→ Set problem: Reproduce each of the following items verbatim, with no changes.

** START **

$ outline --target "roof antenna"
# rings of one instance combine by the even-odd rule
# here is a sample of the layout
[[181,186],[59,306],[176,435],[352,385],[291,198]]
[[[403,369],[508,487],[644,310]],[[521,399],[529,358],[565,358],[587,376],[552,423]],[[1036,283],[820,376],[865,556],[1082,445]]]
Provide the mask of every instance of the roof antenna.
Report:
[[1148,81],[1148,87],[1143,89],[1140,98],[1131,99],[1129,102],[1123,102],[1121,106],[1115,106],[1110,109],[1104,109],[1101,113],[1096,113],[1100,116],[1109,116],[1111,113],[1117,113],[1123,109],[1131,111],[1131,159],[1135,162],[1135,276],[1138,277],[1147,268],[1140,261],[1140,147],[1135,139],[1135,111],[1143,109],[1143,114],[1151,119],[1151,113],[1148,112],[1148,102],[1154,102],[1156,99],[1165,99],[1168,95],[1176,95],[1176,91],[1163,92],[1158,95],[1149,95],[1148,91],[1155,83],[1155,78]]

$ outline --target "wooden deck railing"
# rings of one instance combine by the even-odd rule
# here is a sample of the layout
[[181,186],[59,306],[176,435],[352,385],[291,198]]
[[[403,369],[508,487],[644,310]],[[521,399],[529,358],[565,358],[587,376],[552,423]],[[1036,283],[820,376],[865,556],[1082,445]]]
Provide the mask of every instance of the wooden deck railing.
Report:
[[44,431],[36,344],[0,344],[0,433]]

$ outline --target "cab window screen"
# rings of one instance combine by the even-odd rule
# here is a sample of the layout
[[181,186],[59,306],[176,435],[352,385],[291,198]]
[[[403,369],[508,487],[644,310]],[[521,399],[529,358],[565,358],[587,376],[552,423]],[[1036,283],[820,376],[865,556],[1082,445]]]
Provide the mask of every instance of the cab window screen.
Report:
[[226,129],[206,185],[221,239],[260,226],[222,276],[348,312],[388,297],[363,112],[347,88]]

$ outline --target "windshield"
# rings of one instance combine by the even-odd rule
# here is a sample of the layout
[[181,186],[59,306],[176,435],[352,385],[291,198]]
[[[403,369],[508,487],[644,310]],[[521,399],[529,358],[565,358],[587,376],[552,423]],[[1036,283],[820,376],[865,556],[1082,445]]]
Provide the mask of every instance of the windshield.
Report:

** END **

→ Solution to the exercise:
$ outline --target "roof antenna"
# rings of one instance combine by the even-odd rule
# here is a sample of the layout
[[181,186],[59,306],[176,435],[352,385],[291,198]]
[[[403,369],[508,487],[644,310]],[[521,399],[529,358],[565,358],[587,376],[552,423]],[[1036,283],[820,376],[865,556],[1082,445]]]
Provide the mask of every instance of the roof antenna.
Report:
[[1148,81],[1148,87],[1143,89],[1140,98],[1131,99],[1129,102],[1123,102],[1121,106],[1115,106],[1110,109],[1104,109],[1101,113],[1096,113],[1100,116],[1109,116],[1111,113],[1117,113],[1123,109],[1131,111],[1131,159],[1135,162],[1135,276],[1138,277],[1147,268],[1140,261],[1140,147],[1135,139],[1135,111],[1143,109],[1143,114],[1151,119],[1151,113],[1148,112],[1148,102],[1154,102],[1156,99],[1165,99],[1168,95],[1176,95],[1176,91],[1163,92],[1158,95],[1149,95],[1148,91],[1155,83],[1155,78]]

$ outline --target "wooden deck railing"
# rings of one instance combine by the even-odd rule
# here is a sample of the layout
[[181,186],[59,306],[176,435],[352,385],[291,198]]
[[[403,369],[508,487],[644,310]],[[521,399],[529,358],[565,358],[587,376],[552,423]],[[1036,283],[820,376],[865,556],[1082,445]]]
Provide the mask of every instance of the wooden deck railing.
Report:
[[44,431],[36,344],[0,344],[0,433]]

$ outline --target "cab window screen"
# rings of one instance combine by the even-odd rule
# here is a sample of the layout
[[181,186],[59,306],[176,435],[352,385],[291,198]]
[[[403,369],[508,487],[644,310]],[[521,399],[529,358],[565,358],[587,376],[552,423]],[[1036,283],[820,376],[865,556],[1082,445]]]
Provide the mask of every instance of the cab window screen.
Report:
[[226,129],[206,185],[221,239],[260,226],[222,276],[348,312],[388,297],[363,112],[347,88]]

$ outline --target "windshield"
# rings of one instance combine by the even-odd rule
# here is a sample of the layout
[[181,186],[59,306],[176,435],[352,385],[291,198]]
[[[403,369],[508,487],[644,310]],[[521,399],[529,358],[565,358],[587,376],[552,423]],[[1036,283],[820,376],[865,556],[1082,445]]]
Provide the mask of every instance of the windshield.
Report:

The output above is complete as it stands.